**ARTICLE:**
########

2012 CAF Super Cup
| Espérance ST | Maghreb de Fès |
| Tunisia | Morocco |
| 1 | 1 |
- Maghreb de Fès won 4–3 on penalties
- Date: 25 February 2012
- Venue: Stade Olympique, Tunis
- Referee: Daniel Bennett (South Africa)

= 2012 CAF Super Cup =

The 2012 CAF Super Cup (also known as the 2012 Orange CAF Super Cup for sponsorship reasons) was the 20th CAF Super Cup, an annual football match in Africa organized by the Confederation of African Football (CAF), between the winners of the previous season's two CAF club competitions, the CAF Champions League and the CAF Confederation Cup.

The match was played between Espérance ST from Tunisia, the winner of the 2011 CAF Champions League and Maghreb de Fès from Morocco, the winner of the 2011 CAF Confederation Cup. Maghreb de Fès won 4–3 on penalties after the match finished in a 1–1 draw.

########

**RAW DATA:**
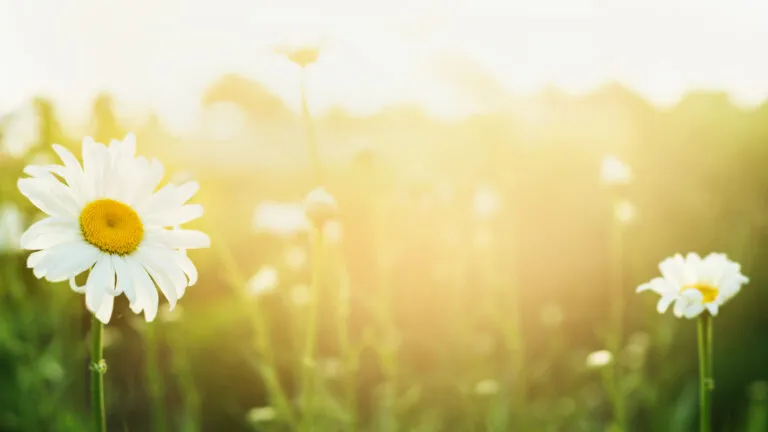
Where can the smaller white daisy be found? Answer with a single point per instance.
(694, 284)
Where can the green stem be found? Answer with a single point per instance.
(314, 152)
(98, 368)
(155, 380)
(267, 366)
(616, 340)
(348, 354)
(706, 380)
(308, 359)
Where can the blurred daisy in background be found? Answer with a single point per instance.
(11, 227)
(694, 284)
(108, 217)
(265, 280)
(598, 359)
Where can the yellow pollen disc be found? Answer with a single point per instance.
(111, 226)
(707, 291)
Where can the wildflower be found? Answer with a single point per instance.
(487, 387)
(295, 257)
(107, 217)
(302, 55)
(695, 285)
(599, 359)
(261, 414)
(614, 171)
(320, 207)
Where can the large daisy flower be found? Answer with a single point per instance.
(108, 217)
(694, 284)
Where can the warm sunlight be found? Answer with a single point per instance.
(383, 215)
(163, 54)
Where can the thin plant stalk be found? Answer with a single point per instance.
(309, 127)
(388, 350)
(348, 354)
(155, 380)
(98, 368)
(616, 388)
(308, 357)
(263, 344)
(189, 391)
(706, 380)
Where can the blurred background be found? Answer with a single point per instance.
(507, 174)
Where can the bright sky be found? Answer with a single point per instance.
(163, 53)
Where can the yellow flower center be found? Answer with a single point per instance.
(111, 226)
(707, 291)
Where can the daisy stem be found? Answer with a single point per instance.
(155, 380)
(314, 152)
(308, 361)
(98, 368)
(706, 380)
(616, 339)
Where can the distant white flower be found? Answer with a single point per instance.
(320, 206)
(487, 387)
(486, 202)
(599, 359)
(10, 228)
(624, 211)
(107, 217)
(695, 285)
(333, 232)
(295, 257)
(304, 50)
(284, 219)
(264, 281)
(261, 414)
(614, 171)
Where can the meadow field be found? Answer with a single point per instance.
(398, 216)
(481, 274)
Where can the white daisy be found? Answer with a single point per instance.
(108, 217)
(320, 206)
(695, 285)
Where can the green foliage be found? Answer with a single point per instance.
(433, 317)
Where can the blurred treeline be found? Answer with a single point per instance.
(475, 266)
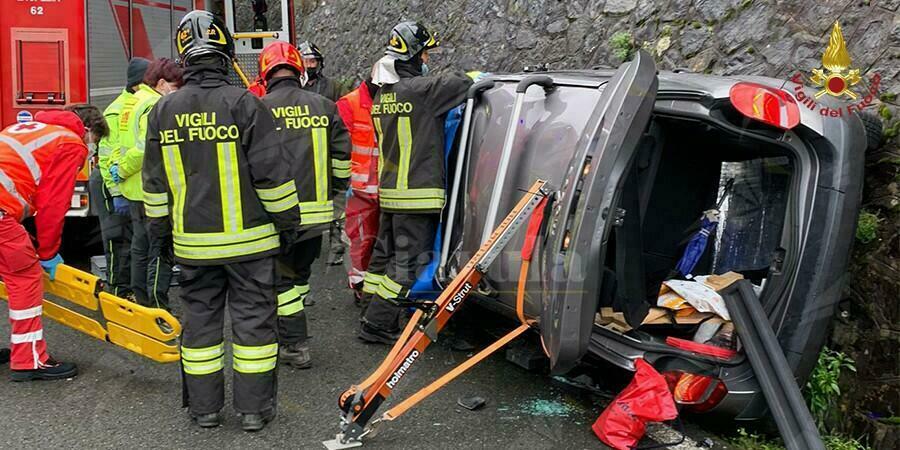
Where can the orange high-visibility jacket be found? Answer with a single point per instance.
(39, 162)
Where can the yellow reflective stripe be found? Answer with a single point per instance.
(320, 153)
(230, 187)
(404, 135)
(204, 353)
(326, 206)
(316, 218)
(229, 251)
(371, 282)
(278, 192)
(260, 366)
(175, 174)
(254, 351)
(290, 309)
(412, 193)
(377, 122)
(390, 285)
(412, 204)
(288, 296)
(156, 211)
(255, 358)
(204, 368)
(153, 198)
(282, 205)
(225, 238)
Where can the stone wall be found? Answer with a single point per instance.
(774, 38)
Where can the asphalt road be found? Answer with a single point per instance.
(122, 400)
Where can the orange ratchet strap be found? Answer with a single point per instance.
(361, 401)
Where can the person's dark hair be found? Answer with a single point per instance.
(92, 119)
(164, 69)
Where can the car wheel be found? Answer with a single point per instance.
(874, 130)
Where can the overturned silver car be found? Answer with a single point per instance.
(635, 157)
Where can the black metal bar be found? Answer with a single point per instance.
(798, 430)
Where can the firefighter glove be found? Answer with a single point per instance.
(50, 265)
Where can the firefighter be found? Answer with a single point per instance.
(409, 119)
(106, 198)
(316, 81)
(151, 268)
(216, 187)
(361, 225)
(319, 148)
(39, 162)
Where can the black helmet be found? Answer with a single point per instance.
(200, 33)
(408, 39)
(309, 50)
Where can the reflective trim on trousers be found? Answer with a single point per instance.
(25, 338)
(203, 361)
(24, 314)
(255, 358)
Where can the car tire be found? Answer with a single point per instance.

########

**EXERCISE OBJECTIVE:** Copy the stretch of the Super Cup text from "The match was" through "a 1–1 draw.", word for word. Work only from the text on the 2012 CAF Super Cup.

**EXERCISE ANSWER:**
The match was played between Espérance ST from Tunisia, the winner of the 2011 CAF Champions League and Maghreb de Fès from Morocco, the winner of the 2011 CAF Confederation Cup. Maghreb de Fès won 4–3 on penalties after the match finished in a 1–1 draw.